*What is being asked*: Please count how many lines in the entries below contain the string "sandal", treating uppercase and lowercase as different, and give only that number.

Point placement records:
○ ○ ○ ○ ○
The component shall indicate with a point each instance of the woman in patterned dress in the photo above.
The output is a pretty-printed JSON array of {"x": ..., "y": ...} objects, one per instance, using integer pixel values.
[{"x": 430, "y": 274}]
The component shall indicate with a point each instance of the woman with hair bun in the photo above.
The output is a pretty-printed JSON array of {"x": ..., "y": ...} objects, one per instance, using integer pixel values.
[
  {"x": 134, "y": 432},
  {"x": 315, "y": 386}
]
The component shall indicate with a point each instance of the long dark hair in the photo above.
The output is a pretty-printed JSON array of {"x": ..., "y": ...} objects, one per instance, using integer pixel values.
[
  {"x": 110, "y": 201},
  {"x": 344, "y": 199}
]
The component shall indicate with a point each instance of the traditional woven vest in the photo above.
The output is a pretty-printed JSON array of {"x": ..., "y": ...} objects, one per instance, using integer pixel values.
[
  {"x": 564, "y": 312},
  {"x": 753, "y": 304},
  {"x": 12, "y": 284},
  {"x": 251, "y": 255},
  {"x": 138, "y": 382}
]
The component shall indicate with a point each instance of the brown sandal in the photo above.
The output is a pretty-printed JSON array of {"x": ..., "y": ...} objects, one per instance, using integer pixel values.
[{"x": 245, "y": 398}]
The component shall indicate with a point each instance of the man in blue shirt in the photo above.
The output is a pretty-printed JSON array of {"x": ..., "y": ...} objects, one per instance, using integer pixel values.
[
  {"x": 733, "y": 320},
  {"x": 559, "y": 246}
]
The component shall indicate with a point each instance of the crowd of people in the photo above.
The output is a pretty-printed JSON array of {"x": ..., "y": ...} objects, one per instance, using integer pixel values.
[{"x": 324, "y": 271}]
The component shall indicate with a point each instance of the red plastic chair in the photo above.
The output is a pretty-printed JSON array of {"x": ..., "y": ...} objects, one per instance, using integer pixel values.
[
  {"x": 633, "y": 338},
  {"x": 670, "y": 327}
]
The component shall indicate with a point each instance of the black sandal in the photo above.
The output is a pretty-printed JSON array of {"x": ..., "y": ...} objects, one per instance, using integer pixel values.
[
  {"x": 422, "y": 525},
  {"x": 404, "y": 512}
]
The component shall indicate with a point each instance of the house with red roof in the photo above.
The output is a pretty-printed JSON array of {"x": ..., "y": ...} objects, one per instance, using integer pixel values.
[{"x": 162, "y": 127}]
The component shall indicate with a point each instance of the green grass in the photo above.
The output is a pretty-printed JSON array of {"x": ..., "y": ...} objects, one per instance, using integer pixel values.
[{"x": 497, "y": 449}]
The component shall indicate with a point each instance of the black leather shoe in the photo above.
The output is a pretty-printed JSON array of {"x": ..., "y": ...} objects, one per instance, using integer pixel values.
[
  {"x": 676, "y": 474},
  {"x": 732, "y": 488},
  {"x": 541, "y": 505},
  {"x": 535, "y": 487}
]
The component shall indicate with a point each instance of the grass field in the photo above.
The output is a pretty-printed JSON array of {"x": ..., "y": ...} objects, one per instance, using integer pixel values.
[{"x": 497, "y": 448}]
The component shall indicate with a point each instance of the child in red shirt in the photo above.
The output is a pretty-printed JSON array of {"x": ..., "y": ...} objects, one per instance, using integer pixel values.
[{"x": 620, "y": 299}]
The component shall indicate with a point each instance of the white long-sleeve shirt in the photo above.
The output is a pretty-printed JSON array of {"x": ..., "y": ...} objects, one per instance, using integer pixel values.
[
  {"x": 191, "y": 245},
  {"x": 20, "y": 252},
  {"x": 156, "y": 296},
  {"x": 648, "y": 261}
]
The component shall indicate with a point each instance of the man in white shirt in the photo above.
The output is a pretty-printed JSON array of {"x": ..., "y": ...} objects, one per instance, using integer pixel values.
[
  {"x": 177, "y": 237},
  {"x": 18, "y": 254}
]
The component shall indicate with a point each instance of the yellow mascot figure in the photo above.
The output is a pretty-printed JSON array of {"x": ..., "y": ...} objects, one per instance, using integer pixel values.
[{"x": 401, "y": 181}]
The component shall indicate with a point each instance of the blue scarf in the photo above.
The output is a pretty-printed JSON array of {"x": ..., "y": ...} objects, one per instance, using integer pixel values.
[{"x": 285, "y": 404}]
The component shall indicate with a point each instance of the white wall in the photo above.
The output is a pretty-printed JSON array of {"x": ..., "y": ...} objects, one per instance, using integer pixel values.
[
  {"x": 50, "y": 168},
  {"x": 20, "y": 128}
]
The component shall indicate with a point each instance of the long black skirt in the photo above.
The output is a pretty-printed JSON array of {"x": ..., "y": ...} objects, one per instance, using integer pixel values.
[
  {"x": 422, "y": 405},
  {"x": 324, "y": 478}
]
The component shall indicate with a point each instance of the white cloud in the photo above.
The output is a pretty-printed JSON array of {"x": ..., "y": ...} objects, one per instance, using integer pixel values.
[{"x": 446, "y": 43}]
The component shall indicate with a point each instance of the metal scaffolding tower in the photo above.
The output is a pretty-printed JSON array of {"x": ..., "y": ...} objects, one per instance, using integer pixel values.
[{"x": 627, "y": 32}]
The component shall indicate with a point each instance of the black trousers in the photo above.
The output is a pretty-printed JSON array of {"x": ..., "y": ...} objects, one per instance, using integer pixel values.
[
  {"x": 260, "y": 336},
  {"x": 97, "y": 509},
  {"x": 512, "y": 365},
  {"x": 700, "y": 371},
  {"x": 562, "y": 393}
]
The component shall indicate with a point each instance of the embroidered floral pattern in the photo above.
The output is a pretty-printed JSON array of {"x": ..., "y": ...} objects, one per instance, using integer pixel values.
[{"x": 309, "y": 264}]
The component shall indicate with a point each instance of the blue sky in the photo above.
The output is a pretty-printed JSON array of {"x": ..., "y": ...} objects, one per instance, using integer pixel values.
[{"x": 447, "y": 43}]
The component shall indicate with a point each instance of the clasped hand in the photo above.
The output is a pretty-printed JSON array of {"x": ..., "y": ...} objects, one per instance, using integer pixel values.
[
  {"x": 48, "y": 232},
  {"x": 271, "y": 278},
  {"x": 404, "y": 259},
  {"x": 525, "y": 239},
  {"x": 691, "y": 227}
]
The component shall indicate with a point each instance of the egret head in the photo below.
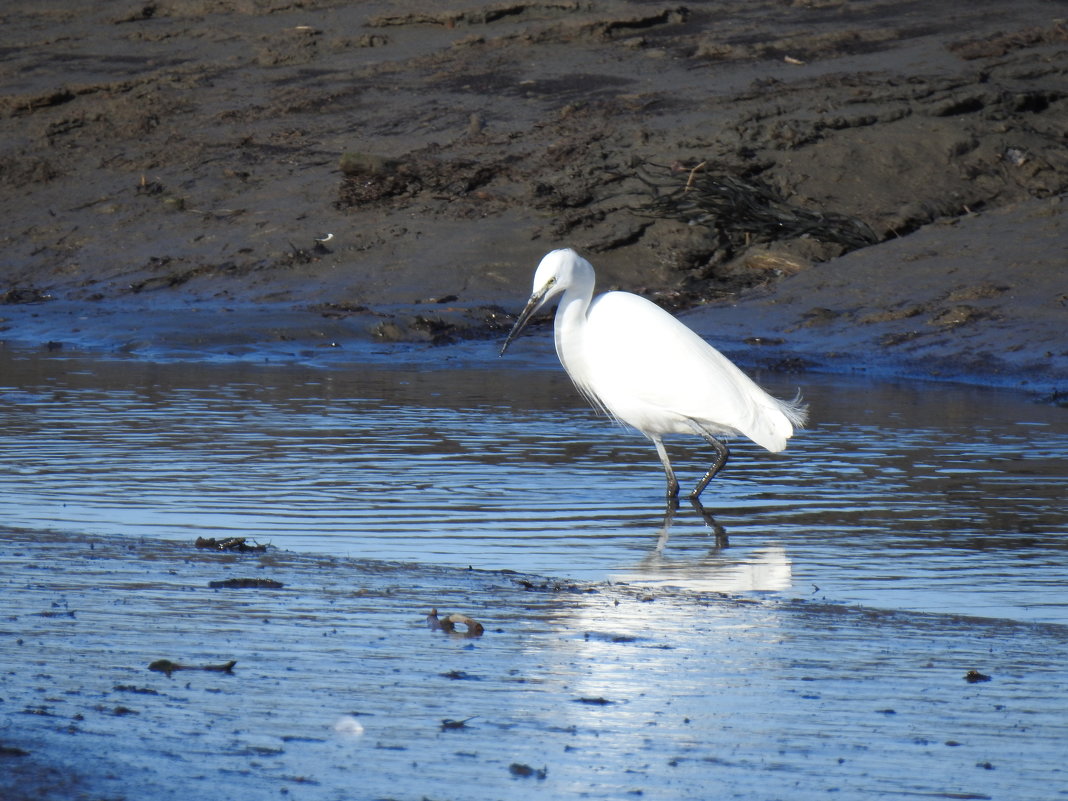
○ ○ ○ ○ ○
*Result*: 2